### INSTRUCTIONS TO FOLLOW
Display every line of the listing below that contains the string "spike". Letter case must match.

### Bounding-box records
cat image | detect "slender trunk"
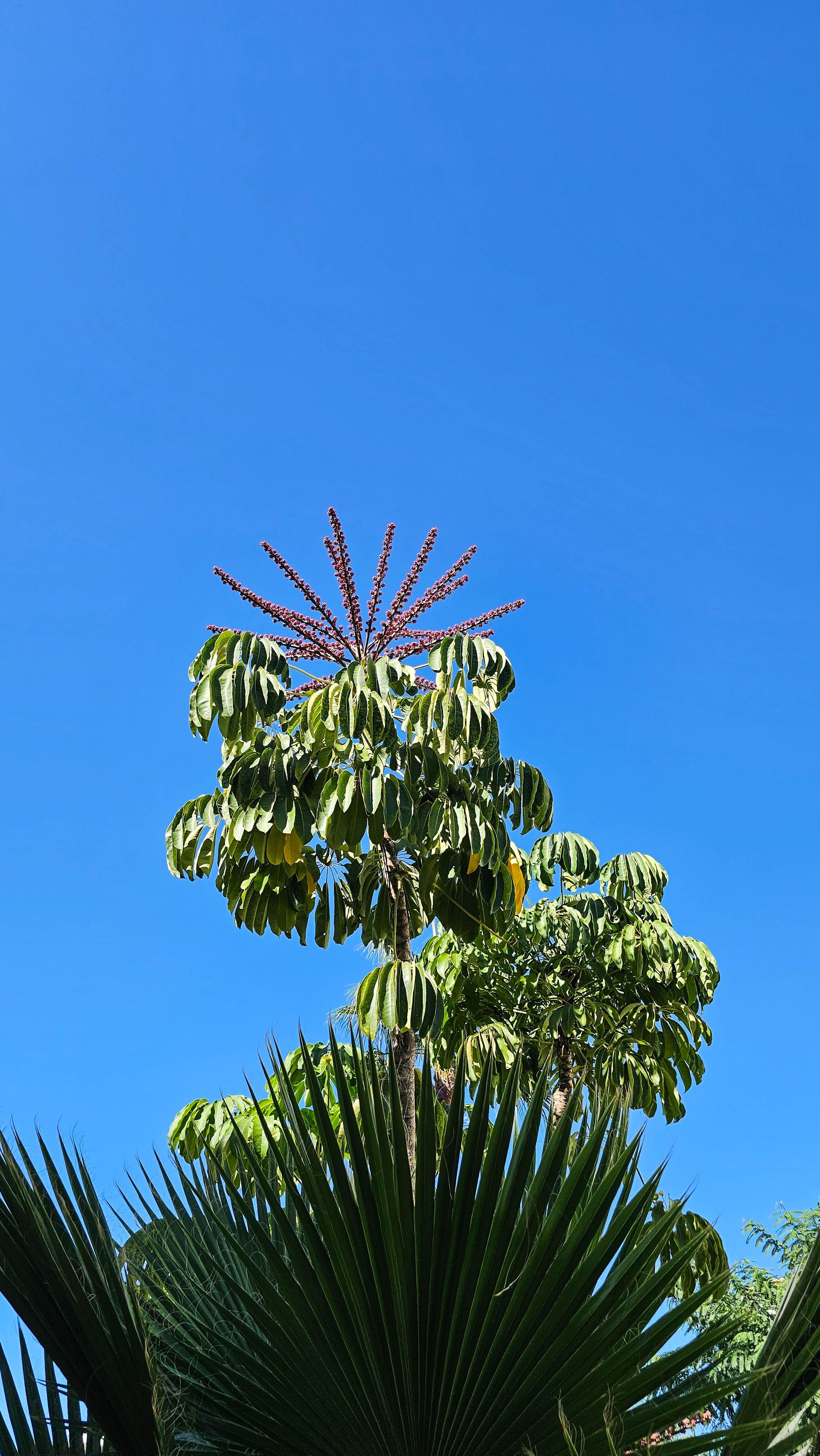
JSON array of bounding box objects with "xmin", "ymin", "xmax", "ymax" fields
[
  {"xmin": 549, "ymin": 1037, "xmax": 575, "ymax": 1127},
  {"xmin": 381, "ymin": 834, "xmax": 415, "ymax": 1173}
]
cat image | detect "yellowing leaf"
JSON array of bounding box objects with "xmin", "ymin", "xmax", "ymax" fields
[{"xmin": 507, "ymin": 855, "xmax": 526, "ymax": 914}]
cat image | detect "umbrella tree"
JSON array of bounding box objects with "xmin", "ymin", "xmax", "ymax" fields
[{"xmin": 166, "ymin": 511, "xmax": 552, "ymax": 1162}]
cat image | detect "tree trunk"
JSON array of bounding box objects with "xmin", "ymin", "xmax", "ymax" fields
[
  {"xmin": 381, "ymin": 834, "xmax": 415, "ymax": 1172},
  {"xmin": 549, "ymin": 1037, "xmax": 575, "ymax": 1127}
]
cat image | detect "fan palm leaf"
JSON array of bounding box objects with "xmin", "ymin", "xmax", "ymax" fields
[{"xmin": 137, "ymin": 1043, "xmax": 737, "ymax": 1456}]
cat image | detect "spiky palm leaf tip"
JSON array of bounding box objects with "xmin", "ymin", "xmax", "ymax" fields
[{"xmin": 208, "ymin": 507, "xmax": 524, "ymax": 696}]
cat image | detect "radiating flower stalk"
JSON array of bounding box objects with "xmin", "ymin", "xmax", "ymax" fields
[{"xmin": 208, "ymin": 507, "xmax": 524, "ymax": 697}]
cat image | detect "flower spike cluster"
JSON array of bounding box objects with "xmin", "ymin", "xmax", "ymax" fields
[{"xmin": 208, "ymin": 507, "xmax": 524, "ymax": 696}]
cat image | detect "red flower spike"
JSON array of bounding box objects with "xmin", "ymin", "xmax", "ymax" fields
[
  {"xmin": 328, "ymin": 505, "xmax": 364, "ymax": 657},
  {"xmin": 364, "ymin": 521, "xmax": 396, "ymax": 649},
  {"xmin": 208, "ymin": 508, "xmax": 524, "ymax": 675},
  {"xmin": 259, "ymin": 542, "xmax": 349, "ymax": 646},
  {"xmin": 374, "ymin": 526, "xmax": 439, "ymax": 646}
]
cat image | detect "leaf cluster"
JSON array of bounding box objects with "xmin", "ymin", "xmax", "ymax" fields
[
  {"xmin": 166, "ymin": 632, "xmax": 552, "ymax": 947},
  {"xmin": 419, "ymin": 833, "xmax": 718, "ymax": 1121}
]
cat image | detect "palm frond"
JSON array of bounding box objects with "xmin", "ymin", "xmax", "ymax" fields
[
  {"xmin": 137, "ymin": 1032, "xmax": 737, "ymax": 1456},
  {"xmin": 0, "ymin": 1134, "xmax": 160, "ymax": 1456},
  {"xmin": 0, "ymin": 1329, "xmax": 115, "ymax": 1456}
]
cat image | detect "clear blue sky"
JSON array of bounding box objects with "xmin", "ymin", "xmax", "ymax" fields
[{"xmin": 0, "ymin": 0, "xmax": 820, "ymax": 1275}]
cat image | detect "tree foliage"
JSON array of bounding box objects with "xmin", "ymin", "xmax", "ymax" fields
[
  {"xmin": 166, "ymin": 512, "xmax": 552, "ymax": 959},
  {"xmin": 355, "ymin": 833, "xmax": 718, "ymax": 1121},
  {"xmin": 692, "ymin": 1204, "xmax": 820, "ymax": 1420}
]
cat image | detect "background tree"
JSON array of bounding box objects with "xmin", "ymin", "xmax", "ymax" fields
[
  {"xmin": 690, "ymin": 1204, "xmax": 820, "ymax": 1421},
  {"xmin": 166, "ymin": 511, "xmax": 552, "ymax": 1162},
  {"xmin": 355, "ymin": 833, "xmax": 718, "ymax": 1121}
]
--
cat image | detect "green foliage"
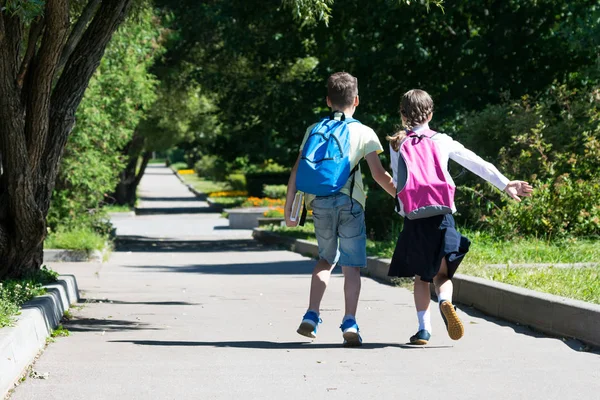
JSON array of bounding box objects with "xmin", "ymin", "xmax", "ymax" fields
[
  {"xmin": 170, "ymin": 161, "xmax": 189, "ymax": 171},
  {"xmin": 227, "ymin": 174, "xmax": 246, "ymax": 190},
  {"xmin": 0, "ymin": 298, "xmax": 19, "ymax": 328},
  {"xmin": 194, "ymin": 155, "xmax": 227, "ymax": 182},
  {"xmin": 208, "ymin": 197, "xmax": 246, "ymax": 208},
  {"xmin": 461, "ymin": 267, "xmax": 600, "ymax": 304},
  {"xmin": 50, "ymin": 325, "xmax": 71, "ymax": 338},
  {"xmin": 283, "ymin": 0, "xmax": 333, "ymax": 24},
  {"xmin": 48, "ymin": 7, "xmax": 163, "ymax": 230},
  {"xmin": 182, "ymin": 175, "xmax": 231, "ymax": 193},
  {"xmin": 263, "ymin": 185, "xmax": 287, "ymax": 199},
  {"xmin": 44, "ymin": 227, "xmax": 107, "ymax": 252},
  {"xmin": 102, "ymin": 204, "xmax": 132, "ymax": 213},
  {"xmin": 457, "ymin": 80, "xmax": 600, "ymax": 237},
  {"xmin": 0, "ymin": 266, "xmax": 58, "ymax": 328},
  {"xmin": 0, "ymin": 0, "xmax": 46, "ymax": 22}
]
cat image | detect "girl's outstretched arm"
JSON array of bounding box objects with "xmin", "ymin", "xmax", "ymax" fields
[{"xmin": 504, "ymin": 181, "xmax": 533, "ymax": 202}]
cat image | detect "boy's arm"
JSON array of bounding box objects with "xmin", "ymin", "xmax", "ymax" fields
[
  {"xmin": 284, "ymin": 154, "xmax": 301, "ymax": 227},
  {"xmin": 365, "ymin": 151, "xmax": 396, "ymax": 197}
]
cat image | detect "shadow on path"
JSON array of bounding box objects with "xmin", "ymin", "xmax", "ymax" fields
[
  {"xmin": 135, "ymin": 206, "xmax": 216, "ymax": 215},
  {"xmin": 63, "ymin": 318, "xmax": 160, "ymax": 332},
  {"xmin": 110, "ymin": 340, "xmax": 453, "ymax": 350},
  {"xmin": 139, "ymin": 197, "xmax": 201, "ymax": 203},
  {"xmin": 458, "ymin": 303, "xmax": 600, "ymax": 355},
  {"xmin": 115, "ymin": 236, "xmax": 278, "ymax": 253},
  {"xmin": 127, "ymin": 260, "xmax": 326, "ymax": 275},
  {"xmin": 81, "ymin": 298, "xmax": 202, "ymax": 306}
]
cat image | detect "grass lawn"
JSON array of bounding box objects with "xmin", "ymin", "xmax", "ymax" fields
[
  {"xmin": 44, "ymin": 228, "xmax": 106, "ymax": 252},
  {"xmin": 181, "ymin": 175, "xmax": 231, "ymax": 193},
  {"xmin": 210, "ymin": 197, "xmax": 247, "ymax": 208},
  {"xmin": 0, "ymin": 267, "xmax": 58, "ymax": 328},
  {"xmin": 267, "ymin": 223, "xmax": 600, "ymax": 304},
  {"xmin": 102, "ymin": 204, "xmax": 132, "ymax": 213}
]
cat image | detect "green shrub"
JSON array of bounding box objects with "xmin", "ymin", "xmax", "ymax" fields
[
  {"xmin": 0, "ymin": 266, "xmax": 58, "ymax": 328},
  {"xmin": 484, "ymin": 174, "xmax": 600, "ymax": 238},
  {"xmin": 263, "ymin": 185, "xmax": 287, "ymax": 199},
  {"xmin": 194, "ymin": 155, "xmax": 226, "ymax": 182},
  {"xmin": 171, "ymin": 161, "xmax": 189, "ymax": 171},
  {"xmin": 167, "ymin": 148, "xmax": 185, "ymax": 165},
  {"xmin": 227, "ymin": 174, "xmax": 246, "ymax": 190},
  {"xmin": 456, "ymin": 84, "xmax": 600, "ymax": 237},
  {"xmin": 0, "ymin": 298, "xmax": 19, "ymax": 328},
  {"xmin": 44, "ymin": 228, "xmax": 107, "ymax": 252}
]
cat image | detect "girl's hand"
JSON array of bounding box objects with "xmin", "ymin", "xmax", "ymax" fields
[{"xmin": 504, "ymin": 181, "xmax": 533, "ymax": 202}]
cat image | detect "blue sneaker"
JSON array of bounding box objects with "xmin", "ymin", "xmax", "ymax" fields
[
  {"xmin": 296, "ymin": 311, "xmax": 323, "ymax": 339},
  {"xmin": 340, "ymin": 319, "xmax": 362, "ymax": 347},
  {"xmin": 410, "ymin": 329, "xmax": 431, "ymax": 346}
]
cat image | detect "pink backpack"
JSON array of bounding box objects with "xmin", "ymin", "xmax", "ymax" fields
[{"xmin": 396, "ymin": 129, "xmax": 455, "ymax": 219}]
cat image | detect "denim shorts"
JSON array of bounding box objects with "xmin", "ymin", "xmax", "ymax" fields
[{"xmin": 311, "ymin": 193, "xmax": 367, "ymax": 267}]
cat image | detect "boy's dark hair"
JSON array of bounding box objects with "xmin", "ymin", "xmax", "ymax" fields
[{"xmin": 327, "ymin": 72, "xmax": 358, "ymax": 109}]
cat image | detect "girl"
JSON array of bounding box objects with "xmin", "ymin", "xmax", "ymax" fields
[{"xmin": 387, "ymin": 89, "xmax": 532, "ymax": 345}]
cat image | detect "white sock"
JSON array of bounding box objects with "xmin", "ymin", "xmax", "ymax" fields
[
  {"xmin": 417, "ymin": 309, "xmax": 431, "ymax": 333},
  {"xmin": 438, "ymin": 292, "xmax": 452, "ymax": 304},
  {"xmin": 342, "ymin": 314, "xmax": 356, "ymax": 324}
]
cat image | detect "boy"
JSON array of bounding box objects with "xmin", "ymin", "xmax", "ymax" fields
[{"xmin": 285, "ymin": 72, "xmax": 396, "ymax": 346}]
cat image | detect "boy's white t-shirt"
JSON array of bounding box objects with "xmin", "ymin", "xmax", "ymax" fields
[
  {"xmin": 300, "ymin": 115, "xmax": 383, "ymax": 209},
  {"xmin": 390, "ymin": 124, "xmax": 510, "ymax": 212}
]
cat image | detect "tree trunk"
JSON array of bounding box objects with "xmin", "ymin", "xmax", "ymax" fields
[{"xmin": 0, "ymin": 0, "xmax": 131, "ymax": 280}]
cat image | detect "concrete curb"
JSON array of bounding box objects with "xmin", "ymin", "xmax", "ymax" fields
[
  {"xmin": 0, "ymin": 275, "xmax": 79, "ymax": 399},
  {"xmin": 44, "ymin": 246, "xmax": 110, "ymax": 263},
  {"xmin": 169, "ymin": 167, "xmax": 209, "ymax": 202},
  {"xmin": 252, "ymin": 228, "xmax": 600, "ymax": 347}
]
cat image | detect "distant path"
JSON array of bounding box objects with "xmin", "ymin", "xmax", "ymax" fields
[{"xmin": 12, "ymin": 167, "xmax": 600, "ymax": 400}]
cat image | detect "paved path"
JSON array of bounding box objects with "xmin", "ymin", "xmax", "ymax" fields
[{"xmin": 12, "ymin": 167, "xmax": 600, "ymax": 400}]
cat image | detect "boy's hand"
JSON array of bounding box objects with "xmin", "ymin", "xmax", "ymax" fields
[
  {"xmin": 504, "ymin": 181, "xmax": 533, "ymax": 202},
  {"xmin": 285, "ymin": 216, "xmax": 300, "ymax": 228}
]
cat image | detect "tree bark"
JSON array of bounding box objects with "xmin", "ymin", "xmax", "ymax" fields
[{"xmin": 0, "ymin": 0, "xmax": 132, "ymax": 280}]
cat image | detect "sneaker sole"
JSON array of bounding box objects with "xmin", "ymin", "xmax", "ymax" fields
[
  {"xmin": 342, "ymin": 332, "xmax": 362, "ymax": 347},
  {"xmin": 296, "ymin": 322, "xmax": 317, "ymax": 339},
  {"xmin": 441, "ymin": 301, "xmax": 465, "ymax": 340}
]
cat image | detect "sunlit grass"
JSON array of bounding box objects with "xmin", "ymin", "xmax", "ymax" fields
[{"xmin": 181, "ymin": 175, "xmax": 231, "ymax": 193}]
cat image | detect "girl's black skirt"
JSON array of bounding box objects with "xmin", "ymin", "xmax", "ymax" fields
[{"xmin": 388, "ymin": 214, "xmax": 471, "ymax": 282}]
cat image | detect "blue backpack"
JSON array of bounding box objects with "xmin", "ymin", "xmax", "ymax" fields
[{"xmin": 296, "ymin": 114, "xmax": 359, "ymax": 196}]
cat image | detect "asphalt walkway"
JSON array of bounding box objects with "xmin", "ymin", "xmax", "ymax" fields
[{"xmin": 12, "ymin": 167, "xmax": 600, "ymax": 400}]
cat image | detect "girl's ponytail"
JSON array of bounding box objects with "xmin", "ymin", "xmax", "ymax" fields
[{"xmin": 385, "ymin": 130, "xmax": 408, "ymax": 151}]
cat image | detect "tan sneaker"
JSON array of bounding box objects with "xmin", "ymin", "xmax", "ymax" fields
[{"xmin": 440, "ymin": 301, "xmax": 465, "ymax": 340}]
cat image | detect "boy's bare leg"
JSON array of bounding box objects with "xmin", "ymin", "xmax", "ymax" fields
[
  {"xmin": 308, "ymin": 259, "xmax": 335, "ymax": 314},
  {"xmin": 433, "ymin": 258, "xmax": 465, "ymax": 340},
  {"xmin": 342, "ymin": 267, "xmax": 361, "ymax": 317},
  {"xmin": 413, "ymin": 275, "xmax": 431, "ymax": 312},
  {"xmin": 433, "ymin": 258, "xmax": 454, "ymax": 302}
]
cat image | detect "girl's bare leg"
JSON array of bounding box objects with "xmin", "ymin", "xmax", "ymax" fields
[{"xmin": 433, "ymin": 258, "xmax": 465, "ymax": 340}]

### SOLUTION
cat image | detect "flower spike cluster"
cat image | detect "red flower spike"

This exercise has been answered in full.